## Requirements
1 > According to the interrupt article, which Arduino library file holds the millisecond counter routine?
2 > Write the next few sentences of the interrupt article, picking up right after its final line.

## Source extract
But then we could use the local variable copy trick:
int main(void){ uint16_t local_accelerometer_data = 0; while (1){ if (has_new_accelerometer_reading == YES){ cli(); // clears the global interrupt flag local_accelerometer_data = raw_accelerometer; sei(); // re-enables interrupts if (local_accelerometer_data != 0){ display(local_accelerometer_data); } // Flag that we've handled this sample has_new_accelerometer_reading = NO; } } }
Now the assignment of the local variable is all that needs protecting, and so the interrupt is only out of action for a couple cycles. That’s pretty awesome. (Again, remember the caveat about the underlying “raw” data getting out of sync with the local copy.)
Arduino’s Millis
One thing our code above didn’t do was to check if interrupts were set in the first place. We simply assumed that interrupts were on, and after we were done with our critical section, turned them back on. But if they weren’t on in the first place, then we’ve changed something unintentionally. The solution is to record the value of the status register, SREG
, which contains the global interrupt enable bit, and restore it after the critical section is over.
As promised, here is the millisecond counter routine from the Arduino library. (It’s in “wiring.c” if you’re interested.)
unsigned long millis() { unsigned long m; uint8_t oldSREG = SREG; // disable interrupts while we read timer0_millis or we might get an // inconsistent value (e.g. in the middle of a write to timer0_millis) cli(); m = timer0_millis; SREG = oldSREG; return m; }
Note that it does the right things for just the right reasons — this is why your Arduino timer code actually works. First, it copies over the value of SREG
which contains the old global interrupt enable bit. Then it creates a local copy of the current (ISR-shared) milliseconds counter. Finally, it restores the SREG
and returns the number of milliseconds. Well done.

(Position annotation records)
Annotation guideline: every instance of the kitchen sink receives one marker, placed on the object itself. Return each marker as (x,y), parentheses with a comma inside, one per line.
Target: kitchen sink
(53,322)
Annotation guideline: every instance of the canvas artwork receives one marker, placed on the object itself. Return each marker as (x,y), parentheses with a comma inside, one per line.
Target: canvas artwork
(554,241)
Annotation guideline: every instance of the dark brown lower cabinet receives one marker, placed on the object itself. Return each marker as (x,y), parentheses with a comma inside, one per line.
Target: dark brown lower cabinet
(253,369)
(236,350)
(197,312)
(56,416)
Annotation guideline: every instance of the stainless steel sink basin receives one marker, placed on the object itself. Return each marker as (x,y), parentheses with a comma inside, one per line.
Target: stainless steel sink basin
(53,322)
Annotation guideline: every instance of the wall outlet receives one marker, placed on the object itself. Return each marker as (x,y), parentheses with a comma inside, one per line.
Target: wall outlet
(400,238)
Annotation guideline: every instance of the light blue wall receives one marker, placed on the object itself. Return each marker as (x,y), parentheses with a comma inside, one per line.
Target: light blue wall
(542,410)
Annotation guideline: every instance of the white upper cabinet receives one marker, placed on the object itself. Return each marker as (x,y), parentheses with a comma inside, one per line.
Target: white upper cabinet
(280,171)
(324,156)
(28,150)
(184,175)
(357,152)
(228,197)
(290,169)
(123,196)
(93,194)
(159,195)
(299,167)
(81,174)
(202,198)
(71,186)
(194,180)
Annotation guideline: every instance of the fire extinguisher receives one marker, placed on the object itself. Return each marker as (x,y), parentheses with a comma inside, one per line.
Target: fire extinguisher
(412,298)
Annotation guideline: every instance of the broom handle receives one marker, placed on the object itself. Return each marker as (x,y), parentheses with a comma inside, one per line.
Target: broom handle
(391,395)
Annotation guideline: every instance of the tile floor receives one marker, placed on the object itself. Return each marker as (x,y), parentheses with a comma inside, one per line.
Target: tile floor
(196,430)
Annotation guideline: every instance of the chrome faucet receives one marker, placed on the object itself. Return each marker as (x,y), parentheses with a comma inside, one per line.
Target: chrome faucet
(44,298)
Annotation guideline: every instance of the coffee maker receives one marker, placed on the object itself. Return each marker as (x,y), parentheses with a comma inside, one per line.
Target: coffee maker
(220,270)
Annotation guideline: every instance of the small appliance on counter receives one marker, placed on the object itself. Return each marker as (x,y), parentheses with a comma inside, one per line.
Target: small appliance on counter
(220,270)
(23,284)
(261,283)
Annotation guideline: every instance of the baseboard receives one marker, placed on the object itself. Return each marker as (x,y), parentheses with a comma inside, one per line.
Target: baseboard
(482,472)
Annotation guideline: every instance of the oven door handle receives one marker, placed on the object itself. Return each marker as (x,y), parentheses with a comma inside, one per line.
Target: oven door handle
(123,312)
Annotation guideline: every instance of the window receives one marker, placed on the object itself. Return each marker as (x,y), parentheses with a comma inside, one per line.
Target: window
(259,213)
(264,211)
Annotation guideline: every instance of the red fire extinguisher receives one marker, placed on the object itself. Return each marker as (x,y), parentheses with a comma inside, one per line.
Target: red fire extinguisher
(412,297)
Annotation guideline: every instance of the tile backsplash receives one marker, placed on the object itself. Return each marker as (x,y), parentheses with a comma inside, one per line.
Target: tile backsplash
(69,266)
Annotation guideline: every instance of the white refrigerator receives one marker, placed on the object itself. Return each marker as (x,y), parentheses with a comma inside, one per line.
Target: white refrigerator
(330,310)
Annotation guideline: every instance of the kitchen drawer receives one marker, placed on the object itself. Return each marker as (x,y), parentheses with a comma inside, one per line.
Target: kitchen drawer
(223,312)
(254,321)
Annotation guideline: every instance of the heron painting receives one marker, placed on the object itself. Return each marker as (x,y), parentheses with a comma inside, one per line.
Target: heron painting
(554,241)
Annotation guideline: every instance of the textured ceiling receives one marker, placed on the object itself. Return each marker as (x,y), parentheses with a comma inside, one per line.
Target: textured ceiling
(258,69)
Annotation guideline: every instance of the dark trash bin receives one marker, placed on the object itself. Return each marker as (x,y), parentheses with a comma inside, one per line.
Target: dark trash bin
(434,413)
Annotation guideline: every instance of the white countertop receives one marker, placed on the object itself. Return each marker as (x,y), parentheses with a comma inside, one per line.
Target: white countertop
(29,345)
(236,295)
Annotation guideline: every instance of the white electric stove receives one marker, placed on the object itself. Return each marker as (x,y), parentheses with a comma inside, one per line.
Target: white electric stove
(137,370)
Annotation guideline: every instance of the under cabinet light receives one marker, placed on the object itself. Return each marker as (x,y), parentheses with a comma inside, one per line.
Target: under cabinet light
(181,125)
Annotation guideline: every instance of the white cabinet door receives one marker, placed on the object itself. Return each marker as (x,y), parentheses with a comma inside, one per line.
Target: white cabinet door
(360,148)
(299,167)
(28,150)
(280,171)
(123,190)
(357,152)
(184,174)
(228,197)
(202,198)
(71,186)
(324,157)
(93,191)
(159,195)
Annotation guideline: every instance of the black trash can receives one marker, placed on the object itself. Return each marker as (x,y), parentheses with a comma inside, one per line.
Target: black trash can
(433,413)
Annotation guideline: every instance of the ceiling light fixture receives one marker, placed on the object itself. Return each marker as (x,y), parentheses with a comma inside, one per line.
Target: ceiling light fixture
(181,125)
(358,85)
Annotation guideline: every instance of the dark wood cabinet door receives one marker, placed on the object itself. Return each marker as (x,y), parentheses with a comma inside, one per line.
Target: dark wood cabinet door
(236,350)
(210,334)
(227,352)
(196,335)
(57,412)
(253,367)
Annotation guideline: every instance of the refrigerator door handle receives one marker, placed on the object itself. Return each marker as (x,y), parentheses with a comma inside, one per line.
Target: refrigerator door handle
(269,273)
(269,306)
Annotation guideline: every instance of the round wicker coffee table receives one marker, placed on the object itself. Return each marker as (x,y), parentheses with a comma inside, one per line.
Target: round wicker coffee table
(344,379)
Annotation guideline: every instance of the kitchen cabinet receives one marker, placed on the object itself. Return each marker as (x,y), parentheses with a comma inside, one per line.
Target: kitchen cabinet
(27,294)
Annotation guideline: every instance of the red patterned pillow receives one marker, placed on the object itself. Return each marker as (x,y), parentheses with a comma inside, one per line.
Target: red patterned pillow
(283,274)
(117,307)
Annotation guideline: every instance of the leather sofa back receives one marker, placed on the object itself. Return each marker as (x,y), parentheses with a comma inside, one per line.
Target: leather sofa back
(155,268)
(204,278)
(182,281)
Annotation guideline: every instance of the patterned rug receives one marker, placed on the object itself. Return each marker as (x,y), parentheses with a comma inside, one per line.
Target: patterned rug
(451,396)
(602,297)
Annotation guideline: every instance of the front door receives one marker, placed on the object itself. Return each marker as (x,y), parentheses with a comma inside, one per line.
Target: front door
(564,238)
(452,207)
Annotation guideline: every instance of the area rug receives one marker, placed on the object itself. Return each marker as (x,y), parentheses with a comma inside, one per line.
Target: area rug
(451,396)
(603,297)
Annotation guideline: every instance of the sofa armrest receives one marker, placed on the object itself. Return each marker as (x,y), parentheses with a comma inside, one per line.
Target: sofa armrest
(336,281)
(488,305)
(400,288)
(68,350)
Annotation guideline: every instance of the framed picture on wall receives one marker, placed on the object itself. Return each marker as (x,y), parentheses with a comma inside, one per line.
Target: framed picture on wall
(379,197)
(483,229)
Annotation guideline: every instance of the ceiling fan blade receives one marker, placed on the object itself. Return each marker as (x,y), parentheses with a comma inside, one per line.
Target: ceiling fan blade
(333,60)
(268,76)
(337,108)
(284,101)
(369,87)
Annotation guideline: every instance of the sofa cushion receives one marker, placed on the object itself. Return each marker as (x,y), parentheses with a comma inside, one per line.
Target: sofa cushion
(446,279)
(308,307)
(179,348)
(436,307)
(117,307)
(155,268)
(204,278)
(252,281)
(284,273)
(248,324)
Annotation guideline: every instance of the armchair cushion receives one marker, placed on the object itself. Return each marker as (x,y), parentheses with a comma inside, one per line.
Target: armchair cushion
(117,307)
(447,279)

## Per-task outputs
1 > It's in "wiring.c".

2 >
Atomic Blocks
Making a general-purpose solution for protecting critical sections like this turns out to be a little bit tricky. At a minimum, we’d like to copy over the SREG
contents as is done in millis()
. The AVR library has a “util/atomic.h” header that defines the ATOMIC_BLOCK
wrapper that basically does that for us.
There are two possible arguments, ATOMIC_RESTORESTATE
and ATOMIC_FORCEON
, and they correspond to the two cases where the block first figures out if the global interrupt vector was on beforehand, or just assumes that it was and sets it on at the end, respectively.
And ATOMIC_BLOCK
is actually cleverer than we’ve discussed so far. It includes a code trick that allows you to use return
or break
statements inside the block, and it still takes care of re-setting the global interrupt flag for you.
As an example, here’s Arduino’s millis()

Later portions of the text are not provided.